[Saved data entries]
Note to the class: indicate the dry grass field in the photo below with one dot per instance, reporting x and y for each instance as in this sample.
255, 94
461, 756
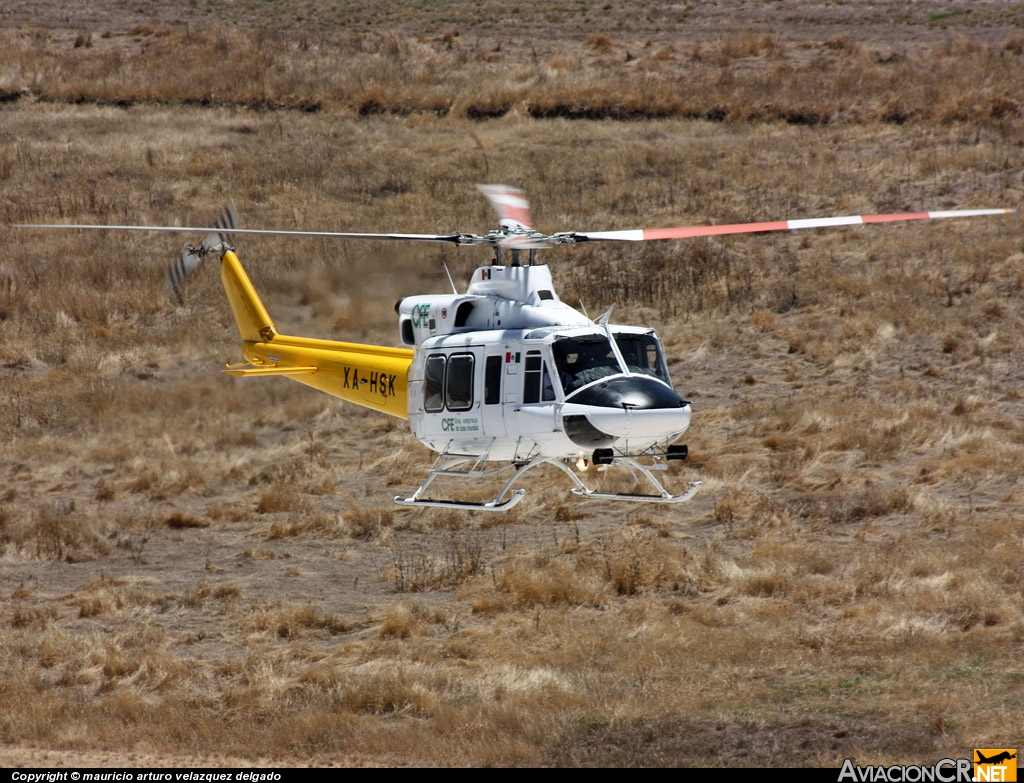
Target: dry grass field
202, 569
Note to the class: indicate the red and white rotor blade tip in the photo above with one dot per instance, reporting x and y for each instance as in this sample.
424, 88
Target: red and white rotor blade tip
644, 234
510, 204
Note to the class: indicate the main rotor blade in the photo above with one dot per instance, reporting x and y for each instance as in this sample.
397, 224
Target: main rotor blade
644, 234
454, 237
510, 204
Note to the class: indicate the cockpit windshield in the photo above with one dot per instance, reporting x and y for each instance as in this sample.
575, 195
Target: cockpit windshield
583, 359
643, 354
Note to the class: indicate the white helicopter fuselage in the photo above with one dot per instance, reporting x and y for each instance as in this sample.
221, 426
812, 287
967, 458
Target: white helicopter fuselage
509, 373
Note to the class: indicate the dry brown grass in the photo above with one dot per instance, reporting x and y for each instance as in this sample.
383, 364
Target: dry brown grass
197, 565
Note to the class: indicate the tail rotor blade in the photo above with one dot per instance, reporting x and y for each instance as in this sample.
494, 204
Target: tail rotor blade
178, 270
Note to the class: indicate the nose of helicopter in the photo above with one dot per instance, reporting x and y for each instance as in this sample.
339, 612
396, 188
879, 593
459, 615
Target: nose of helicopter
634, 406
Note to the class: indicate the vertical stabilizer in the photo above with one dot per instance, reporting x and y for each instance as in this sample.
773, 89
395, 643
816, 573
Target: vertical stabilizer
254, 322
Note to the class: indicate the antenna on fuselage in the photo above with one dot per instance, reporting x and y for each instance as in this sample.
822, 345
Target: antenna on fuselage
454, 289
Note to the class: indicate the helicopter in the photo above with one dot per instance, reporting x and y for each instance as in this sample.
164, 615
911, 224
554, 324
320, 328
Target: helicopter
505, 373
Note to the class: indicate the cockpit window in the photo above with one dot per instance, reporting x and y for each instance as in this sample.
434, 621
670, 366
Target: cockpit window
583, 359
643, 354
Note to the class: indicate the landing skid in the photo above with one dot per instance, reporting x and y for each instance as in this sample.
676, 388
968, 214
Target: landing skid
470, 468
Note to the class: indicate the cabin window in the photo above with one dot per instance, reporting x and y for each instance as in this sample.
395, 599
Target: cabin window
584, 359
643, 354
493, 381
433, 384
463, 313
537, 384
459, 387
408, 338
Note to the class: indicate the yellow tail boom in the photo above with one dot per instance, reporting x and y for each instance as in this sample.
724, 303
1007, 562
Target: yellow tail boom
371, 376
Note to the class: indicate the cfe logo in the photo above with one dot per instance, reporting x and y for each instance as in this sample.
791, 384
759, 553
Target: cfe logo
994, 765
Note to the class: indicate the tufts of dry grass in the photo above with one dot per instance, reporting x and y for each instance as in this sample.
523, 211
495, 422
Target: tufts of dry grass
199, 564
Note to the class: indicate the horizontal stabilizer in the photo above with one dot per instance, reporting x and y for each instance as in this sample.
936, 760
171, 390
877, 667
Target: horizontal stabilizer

--

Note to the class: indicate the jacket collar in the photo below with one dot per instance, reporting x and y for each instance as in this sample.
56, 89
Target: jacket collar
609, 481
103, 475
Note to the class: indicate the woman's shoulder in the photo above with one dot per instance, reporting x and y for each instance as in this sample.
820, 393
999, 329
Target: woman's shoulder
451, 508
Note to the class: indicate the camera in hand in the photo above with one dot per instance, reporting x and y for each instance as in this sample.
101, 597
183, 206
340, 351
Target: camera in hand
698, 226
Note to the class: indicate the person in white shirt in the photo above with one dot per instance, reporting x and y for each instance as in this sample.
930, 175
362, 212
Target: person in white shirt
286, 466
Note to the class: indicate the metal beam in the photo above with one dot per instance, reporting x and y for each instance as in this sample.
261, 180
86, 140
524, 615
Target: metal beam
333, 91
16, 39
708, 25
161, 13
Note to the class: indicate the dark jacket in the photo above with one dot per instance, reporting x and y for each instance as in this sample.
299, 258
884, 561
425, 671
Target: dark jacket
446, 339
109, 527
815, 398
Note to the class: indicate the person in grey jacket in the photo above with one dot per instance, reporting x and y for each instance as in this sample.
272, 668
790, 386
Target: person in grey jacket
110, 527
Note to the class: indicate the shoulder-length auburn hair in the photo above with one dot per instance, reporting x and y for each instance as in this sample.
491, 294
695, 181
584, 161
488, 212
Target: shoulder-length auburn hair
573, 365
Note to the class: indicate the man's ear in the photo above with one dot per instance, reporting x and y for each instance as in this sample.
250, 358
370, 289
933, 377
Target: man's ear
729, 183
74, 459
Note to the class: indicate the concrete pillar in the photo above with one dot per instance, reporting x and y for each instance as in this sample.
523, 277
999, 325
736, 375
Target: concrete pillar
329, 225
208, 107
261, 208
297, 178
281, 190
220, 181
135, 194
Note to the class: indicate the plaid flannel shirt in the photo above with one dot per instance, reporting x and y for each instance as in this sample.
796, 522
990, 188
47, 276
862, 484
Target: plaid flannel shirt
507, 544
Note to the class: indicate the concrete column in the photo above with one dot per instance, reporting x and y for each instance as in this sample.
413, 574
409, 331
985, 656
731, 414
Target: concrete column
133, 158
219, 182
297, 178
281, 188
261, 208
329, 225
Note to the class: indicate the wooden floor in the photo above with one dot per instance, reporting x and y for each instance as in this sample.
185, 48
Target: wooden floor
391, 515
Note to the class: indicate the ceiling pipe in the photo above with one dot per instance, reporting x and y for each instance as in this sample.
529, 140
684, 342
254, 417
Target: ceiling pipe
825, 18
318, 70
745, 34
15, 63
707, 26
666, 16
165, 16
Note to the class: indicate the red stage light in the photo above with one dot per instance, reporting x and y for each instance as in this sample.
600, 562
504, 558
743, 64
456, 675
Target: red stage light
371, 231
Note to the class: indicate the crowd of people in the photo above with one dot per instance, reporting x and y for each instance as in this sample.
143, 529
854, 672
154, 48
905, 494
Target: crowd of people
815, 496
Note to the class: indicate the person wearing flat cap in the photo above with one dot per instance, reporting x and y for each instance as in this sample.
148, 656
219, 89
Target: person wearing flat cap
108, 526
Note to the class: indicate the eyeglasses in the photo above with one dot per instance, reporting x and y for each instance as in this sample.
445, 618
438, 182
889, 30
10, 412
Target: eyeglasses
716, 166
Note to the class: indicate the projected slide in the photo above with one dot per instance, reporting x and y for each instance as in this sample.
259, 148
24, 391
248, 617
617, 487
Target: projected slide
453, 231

**WRITTEN REQUEST:** Pull out each line of the saved data entries above that contains the string "hand", and copy those lines unchanged.

**EXERCISE ANSWER:**
Note to the class: indicate the camera in hand in the photo above with one dot per instance, reporting x and y for each instance as in this sample.
Target: camera in hand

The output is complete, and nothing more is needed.